--- Written exercise ---
In the pull request review thread below, write out the passage starting at "Code Review" and ending at "chunks was noted.", word for word.

--- Extracted text ---
******
Masked fused CE loss#616
Conversation
There was a problem hiding this comment.
Code Review
This pull request introduces a pre-filtering mechanism for chunks in the fused cross-entropy loss to optimize processing, along with a new suffix masking feature in the test suite. The review identified a critical issue where the test parameter lists were mismatched, causing the new test case to be skipped. Additionally, the implementation was flagged for potential performance bottlenecks due to excessive GPU-CPU synchronization within the chunk loop, and a logic error regarding the compilation status flag when processing empty chunks was noted.
| lm_head_requires_grads = [False, False, True, True, False,], | ||
| lm_bias_requires_grads = [False, True, False, True, False,], |
There was a problem hiding this comment.
The lists lm_head_requires_grads and lm_bias_requires_grads only have 4 elements, while the other parameter lists (like bszs, qlens, suffix_masks) have 5. Because of the zip in the test loop, the 5th test case (which specifically tests the new suffix_mask feature) will never be executed.
******
--- Excerpts from a point labeling dataset ---

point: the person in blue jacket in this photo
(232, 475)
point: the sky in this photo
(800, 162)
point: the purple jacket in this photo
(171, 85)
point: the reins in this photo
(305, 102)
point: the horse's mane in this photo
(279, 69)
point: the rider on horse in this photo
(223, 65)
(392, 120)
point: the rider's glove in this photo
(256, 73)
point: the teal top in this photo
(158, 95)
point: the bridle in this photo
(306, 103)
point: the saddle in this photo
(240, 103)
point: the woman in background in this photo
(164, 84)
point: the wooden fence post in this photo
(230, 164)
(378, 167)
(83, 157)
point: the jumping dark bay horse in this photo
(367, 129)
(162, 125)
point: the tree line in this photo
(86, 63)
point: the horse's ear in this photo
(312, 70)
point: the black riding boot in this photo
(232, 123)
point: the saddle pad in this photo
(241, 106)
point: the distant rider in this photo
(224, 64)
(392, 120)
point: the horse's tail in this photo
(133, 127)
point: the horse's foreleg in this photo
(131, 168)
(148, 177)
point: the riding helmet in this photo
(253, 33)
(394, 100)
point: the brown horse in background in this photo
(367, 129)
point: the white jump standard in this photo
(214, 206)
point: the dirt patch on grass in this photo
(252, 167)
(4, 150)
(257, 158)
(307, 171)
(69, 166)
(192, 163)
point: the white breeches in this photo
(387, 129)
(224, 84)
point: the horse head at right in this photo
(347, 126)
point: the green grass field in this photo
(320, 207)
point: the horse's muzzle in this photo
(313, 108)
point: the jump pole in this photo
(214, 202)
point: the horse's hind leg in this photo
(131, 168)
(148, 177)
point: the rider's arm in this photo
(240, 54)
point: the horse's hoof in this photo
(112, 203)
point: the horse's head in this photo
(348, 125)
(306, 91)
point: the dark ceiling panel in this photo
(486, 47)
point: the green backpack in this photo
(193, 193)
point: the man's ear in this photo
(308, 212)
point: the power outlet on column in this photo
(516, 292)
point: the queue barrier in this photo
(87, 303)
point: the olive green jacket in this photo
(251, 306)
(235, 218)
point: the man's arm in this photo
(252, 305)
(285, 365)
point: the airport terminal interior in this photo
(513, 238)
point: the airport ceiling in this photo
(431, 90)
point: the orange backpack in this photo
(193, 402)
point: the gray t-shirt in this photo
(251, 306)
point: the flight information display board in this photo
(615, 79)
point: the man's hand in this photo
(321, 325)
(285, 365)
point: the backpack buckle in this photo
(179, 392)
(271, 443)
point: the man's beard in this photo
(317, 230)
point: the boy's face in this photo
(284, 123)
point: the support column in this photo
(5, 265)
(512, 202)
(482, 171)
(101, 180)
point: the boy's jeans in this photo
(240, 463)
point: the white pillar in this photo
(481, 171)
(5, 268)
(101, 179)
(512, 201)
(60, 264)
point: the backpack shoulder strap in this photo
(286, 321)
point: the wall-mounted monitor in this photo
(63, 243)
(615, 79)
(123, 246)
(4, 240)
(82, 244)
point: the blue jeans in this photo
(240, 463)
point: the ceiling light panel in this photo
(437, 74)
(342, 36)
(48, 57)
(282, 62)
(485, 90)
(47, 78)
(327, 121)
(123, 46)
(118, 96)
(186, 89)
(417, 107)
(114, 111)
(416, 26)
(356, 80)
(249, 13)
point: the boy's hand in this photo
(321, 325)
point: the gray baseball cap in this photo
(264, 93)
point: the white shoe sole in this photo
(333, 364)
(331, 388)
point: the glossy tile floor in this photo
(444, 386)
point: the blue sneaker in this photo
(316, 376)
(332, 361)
******
--- Answer for the task ---
Code Review
This pull request introduces a pre-filtering mechanism for chunks in the fused cross-entropy loss to optimize processing, along with a new suffix masking feature in the test suite. The review identified a critical issue where the test parameter lists were mismatched, causing the new test case to be skipped. Additionally, the implementation was flagged for potential performance bottlenecks due to excessive GPU-CPU synchronization within the chunk loop, and a logic error regarding the compilation status flag when processing empty chunks was noted.